++++ INFORMATION SHOWN ++++

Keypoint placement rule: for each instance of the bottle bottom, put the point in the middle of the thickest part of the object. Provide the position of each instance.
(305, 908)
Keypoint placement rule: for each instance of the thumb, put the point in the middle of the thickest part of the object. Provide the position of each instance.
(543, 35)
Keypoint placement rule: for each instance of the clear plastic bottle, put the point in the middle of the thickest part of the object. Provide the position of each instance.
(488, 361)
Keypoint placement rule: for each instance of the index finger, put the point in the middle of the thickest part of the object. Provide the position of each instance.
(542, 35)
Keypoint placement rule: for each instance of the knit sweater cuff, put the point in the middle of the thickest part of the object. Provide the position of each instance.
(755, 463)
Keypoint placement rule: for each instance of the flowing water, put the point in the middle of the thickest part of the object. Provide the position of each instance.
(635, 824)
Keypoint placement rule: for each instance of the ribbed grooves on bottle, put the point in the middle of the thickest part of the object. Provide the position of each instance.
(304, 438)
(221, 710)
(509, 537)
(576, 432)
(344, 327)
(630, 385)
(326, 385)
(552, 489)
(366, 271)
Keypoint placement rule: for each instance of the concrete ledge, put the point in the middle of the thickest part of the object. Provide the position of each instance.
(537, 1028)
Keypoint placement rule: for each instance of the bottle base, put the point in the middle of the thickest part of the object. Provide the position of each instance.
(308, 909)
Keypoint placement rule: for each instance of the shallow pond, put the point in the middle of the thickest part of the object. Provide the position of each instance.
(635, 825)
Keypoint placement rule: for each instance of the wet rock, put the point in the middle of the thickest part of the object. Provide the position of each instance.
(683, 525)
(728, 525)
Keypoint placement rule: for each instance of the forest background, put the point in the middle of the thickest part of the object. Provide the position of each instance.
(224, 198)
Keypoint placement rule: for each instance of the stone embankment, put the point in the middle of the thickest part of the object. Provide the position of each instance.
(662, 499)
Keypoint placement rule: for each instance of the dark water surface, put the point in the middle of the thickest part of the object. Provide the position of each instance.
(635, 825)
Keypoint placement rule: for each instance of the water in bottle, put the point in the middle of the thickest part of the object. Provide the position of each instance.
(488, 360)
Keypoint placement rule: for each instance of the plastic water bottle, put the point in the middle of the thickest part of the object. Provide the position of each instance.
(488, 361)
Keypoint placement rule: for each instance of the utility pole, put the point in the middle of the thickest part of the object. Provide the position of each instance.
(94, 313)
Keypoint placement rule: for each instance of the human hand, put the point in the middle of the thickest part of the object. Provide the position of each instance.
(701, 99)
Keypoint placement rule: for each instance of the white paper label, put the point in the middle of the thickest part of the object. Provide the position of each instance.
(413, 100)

++++
++++ INFORMATION SHOWN ++++

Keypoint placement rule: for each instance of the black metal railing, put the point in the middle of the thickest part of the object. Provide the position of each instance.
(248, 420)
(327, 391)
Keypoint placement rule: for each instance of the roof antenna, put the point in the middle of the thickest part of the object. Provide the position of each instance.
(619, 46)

++++
++++ INFORMATION SHOWN ++++

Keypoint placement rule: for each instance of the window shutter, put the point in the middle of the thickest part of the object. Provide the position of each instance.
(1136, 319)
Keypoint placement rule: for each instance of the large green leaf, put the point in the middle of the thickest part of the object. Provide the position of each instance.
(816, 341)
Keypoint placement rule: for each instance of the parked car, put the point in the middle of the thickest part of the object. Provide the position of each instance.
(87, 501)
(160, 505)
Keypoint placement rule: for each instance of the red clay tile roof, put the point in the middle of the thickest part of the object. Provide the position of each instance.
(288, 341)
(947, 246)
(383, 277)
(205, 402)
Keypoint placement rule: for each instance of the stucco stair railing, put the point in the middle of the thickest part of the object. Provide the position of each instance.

++++

#### YOUR GOAL
Please extract every line of the data above that contains the word "plastic". Treat uppercase and lowercase letters as different.

#### FINAL ANSWER
Keypoint placement rule: for each instance of the clear plastic bottle, put the point in the middle of the thickest part of the object. Provide the position of each instance.
Keypoint placement rule: for each instance of the plastic water bottle, put the point in the middle of the thickest part of the object. Provide the position of each instance.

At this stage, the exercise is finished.